[[ Supplied entries open ]]
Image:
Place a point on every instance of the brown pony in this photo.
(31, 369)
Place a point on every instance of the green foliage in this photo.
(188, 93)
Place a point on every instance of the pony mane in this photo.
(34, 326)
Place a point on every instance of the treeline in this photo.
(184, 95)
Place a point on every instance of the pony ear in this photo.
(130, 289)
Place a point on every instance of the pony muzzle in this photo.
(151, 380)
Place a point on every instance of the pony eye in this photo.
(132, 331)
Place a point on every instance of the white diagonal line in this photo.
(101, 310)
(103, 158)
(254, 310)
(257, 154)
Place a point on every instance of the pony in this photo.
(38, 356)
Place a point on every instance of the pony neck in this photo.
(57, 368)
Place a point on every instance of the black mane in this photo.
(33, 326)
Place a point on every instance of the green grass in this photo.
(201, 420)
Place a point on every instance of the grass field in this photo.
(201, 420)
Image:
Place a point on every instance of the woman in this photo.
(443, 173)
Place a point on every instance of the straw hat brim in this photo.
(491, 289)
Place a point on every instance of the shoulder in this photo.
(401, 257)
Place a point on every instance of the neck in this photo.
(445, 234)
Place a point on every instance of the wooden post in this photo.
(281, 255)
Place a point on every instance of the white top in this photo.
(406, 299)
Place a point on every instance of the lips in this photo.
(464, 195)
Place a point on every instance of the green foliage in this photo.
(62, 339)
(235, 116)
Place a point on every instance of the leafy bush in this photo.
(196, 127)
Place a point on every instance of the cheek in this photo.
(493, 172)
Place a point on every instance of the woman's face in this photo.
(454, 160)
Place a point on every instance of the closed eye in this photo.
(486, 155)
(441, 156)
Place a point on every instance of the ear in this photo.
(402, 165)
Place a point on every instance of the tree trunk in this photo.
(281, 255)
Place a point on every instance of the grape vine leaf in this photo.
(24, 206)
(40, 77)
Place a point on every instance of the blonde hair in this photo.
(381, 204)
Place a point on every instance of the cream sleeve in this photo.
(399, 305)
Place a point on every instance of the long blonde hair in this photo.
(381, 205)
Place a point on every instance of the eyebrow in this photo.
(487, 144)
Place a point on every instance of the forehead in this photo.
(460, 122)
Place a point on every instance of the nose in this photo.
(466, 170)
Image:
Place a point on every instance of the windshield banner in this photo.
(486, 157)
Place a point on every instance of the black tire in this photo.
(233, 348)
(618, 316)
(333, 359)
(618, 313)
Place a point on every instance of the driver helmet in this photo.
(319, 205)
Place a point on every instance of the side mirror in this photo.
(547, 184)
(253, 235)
[[ Supplied entries closed ]]
Copy out the records once more, exactly as they are written.

Image:
Place a point on every instance of the brown pony in this photo.
(31, 369)
Place a point on every instance of the green foliage in this photo.
(188, 93)
Place a point on every instance of the pony mane in this photo.
(34, 326)
Place a point on every instance of the treeline in this photo.
(184, 95)
Place a point on every instance of the pony ear in this photo.
(130, 289)
Place a point on every instance of the pony muzzle in this photo.
(151, 380)
Place a point on every instance of the pony eye in this photo.
(132, 331)
Place a point on every instance of the white diagonal line in this photo.
(101, 310)
(103, 158)
(254, 310)
(257, 154)
Place a point on every instance of the pony in this photo.
(38, 356)
Place a point on every instance of the pony neck in this photo.
(57, 368)
Place a point on every instance of the black mane in this photo.
(33, 326)
Place a point on every instance of the green grass in this photo.
(201, 420)
Place a point on every instance of the grass field in this photo.
(201, 420)
Image:
Place a point on every instance of the woman in this photo.
(443, 173)
Place a point on every instance of the straw hat brim in this photo.
(491, 289)
Place a point on every instance of the shoulder in this photo.
(401, 257)
Place a point on every instance of the neck in this photo.
(445, 234)
Place a point on every instance of the wooden post in this photo.
(281, 255)
Place a point on every instance of the white top in this photo.
(406, 299)
Place a point on every instance of the lips in this photo.
(464, 195)
Place a point on every instance of the green foliage in this photo.
(62, 339)
(235, 116)
Place a point on every instance of the leafy bush in this photo.
(196, 127)
Place a point on every instance of the cheek in this photo.
(493, 172)
Place a point on every instance of the woman's face in this photo.
(454, 160)
Place a point on every instance of the closed eye in this photo.
(486, 155)
(441, 156)
Place a point on every instance of the ear in this photo.
(402, 165)
Place a point on every instance of the tree trunk in this photo.
(281, 255)
Place a point on every instance of the grape vine leaf in this photo.
(24, 206)
(40, 77)
Place a point on every instance of the blonde hair in this photo.
(381, 204)
Place a point on every instance of the cream sleeve in this photo.
(399, 305)
Place a point on every instance of the long blonde hair in this photo.
(381, 205)
Place a point on every instance of the eyebrow in this photo.
(487, 144)
Place a point on every instance of the forehead in this photo.
(460, 122)
Place a point on every instance of the nose in this photo.
(466, 170)
Image:
Place a point on every instance of the windshield banner in this photo.
(486, 157)
Place a point on every instance of the black tire in this photo.
(233, 348)
(618, 316)
(333, 359)
(618, 313)
Place a point on every instance of the driver helmet in this photo.
(319, 205)
Place a point on every instance of the side mirror in this photo.
(547, 184)
(253, 235)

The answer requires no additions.